▶ Exercise brief
How many lines of the listing below contain the word "building"? Reply with the number only.

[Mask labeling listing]

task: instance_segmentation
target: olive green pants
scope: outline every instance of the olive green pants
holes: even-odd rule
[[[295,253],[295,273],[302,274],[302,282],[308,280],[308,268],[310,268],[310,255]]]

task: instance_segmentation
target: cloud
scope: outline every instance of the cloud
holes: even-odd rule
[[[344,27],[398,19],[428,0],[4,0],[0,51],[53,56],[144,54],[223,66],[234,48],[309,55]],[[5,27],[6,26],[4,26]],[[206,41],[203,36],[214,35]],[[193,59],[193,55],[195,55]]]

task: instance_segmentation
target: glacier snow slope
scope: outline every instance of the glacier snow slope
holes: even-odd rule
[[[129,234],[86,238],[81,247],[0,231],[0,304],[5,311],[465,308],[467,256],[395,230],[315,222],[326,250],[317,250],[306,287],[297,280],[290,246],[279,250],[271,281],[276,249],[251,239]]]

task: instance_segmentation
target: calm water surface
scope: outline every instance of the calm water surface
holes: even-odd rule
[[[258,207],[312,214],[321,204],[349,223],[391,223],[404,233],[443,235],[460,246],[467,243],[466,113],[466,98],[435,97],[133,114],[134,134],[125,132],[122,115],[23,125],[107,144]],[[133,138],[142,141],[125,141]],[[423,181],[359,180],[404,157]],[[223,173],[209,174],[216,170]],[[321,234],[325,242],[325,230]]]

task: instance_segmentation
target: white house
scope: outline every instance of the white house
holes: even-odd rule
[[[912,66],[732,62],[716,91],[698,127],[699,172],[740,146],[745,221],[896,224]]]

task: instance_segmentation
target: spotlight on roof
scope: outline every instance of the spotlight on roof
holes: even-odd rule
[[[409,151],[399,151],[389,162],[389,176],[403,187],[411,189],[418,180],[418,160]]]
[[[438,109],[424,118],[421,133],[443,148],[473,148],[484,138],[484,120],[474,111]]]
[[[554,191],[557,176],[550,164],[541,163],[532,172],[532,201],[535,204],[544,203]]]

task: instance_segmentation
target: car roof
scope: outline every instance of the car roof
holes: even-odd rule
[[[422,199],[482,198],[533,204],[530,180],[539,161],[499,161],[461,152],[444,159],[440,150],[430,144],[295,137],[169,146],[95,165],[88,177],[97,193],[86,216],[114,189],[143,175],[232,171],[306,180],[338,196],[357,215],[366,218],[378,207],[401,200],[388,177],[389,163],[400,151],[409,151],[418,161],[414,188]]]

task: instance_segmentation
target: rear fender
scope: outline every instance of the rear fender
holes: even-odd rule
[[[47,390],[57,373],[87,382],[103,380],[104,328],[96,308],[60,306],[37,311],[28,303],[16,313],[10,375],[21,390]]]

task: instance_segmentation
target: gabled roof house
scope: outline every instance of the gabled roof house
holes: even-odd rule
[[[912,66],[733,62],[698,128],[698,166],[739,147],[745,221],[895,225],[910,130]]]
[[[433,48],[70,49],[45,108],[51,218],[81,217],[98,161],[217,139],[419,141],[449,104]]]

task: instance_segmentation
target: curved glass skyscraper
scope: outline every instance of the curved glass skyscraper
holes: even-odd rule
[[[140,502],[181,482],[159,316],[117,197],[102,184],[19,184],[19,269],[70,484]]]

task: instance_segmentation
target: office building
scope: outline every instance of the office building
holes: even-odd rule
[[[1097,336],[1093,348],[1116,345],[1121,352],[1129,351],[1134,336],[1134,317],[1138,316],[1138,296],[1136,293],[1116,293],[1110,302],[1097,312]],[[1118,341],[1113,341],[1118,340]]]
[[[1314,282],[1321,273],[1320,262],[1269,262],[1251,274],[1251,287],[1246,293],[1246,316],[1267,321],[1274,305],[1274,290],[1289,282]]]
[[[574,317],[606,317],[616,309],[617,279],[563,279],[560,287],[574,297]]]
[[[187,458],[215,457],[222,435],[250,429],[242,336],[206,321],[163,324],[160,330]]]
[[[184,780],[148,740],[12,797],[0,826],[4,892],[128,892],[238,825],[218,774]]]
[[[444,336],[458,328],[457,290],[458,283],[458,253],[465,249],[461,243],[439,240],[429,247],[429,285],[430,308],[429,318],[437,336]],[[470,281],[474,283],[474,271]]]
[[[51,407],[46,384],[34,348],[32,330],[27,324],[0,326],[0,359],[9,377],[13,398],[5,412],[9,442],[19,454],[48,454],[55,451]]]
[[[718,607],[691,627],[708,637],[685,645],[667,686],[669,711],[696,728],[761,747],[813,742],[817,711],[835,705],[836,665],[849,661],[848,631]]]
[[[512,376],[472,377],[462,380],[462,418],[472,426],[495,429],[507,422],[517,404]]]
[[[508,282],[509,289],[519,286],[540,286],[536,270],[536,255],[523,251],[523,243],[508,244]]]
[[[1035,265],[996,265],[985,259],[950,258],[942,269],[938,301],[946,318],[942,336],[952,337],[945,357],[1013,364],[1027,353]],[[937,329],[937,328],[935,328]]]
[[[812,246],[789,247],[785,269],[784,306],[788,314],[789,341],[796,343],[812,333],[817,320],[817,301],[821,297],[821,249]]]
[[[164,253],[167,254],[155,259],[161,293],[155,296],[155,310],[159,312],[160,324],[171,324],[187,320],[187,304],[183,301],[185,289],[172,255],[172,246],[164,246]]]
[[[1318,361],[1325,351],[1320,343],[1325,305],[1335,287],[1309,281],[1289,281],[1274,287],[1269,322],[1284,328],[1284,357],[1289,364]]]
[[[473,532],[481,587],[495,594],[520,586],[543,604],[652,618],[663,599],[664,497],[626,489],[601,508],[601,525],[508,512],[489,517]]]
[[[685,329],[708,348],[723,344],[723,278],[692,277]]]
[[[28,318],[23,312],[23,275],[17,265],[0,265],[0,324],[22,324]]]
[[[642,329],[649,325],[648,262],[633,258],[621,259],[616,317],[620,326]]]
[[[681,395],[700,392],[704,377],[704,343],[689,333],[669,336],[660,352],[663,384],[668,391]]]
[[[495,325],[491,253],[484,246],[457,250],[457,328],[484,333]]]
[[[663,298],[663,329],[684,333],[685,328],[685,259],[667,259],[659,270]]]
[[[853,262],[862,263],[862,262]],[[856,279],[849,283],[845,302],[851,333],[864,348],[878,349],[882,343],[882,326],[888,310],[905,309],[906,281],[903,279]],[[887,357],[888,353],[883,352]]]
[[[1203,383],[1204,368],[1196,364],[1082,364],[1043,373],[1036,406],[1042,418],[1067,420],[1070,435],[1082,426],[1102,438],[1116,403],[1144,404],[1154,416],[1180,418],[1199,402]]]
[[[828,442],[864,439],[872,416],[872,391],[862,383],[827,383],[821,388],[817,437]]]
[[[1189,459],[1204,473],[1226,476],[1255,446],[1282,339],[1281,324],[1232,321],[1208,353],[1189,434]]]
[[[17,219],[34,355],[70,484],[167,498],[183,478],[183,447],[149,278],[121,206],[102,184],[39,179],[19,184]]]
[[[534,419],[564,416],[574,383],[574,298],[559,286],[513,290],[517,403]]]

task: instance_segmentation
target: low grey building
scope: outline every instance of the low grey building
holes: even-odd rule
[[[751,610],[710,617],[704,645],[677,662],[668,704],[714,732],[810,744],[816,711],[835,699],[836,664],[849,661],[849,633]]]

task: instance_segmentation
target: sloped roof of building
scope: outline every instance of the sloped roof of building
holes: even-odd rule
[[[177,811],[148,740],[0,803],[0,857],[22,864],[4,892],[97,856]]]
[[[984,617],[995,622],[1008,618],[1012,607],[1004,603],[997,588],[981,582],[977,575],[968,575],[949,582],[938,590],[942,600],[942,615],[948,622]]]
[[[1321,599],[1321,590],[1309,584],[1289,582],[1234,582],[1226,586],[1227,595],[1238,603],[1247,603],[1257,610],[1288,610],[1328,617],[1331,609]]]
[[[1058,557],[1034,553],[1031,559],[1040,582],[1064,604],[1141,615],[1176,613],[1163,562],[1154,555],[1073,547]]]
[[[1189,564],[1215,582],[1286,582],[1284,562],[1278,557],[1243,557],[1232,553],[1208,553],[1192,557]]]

▶ Response below
6